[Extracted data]
- - -

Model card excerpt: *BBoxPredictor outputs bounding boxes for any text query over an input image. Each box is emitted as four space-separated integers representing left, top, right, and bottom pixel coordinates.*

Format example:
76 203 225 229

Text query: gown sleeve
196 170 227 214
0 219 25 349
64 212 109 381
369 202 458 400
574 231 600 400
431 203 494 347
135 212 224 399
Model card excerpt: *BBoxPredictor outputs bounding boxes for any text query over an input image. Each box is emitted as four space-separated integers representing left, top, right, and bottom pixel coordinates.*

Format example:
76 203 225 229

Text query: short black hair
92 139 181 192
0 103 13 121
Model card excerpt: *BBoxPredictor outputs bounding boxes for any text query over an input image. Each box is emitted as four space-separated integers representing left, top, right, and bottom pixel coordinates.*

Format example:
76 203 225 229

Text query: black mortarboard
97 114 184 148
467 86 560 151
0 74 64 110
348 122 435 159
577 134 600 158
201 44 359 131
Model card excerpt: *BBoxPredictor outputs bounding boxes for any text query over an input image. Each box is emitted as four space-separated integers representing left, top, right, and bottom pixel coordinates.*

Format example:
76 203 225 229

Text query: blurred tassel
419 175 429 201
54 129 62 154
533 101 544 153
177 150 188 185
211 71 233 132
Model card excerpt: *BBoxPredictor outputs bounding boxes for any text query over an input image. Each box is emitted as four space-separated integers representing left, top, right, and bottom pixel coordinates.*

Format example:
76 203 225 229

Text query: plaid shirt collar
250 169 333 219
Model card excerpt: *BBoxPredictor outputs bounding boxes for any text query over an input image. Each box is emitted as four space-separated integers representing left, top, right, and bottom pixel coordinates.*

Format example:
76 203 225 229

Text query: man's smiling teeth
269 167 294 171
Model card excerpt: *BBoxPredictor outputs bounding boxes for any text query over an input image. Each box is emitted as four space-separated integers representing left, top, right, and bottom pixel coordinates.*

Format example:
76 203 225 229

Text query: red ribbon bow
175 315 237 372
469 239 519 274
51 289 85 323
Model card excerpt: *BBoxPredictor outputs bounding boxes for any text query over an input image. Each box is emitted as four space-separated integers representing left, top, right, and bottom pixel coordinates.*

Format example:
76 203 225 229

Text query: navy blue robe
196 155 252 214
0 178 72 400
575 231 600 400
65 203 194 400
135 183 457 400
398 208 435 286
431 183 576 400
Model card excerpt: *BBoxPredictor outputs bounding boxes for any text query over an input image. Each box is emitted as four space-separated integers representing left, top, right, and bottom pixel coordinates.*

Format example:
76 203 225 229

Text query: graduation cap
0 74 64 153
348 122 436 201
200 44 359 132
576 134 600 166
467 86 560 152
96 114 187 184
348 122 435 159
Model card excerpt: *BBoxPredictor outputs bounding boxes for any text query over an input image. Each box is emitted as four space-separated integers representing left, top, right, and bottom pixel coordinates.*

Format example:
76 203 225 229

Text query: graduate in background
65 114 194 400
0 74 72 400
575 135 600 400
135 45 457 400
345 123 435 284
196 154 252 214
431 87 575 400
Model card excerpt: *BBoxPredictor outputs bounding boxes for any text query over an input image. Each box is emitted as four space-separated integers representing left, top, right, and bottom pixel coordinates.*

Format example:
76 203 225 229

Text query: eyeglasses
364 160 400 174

- - -

## Work to complete
Print all of the data above again, line for line, with no changes.

## Response to the task
Model card excerpt: *BBoxPredictor outputs bounding boxes for any text query over an input image. Each box is emitted as four space-separated integers representing left, top, right, and bottom pixel coordinates.*

Format example:
76 203 225 229

Text query: gown sleeve
196 170 227 214
0 219 25 349
64 212 109 381
369 202 458 400
574 231 600 400
431 203 494 347
135 212 224 399
Model card excerpt: *BBoxPredictor outputs bounding boxes for any text query over an input image. Each box is emitted as four space-separated integers representing left, top, right, and bottom pixel coordinates.*

Format example:
76 203 225 229

Text query: short black hair
92 139 181 192
0 103 13 121
Model card excerpt: *BBoxPredictor outputs bounding boxes for any text query over an input image. Each box is emitted as four space-separated integers representing left, top, right, and bottom pixel coordinates.*

Format example:
76 203 225 229

Text query: black mortarboard
97 114 184 148
467 86 560 151
0 74 64 110
348 122 435 159
577 134 600 158
201 44 359 131
Model card excerpt: *BBoxPredictor outputs bounding boxes for any text query over an input image. Each box is emitted as four space-separated integers representing left, top, right, and bottom pixel coordinates.*

Format example:
76 203 225 229

Text query: blurred tassel
419 175 429 201
54 129 62 154
533 101 544 153
177 150 188 185
211 71 233 132
Model card excerpt: *BBoxPredictor outputs bounding boxes for any text query over an input image. Each box is emitted as four space-separated integers representing left, top, right, and bottom pixel coordinates.*

Format example:
76 203 225 229

Text query: plaid shirt collar
250 169 333 219
Model card excerpt: *BBoxPredictor outputs bounding boxes for any text query over an input image. Each box is emitted as four space-separated integers representing left, top, right, and bottom pixel coordinates.*

Format example:
76 203 225 229

Text query: man's smiling teeth
269 167 294 171
Model card excerpt: *BBoxPredictor outputs bounding boxes for any text query over an input image. Each box is emitted as four space-separated integers representing left, top, right, and bottom pixel coordinates.*

Format example:
76 203 225 229

Text query: red ribbon bow
175 315 237 372
469 239 519 274
51 289 85 323
Model card excerpt: *BBoxPredictor outputs bounding boxes for any text query over an input image. Each box is emitted as four space-separated integers representing left, top, right, and bottom pixel coordinates.*

Format example:
76 203 225 229

Text query: navy blue robe
196 155 252 214
0 178 72 400
575 231 600 400
65 203 194 400
135 183 457 400
398 208 435 286
431 183 576 400
Model card excerpt: *BBoxPredictor outputs bounding boxes for any text query over an input image. Each box is emitted as four space-separated integers representing left, top, right, and bottom pixel coordinates.*

Format example:
76 203 225 229

Text query: graduation cap
0 74 64 153
348 122 436 201
200 44 359 132
576 134 600 166
467 86 560 152
96 114 187 184
348 122 435 159
Model card excerpt: *BBoxPredictor outputs bounding boxes for any text query over an input image. Each box is emitted as four space-separated integers representing left, top, right, and bottom pixel coordinates.*

Format example:
76 203 225 229

Text query: graduate in background
65 114 194 400
0 74 72 400
575 135 600 400
135 45 457 400
345 123 435 284
196 154 252 214
431 87 575 400
Model card excerpt: *BBoxPredictor outputs bounding boxes for any text query over an input image. Each box is emitted as four space-separated integers representing left, top, right, and bottom pixel coordinates.*

Format example:
76 203 225 229

Text query: eyeglasses
364 160 400 174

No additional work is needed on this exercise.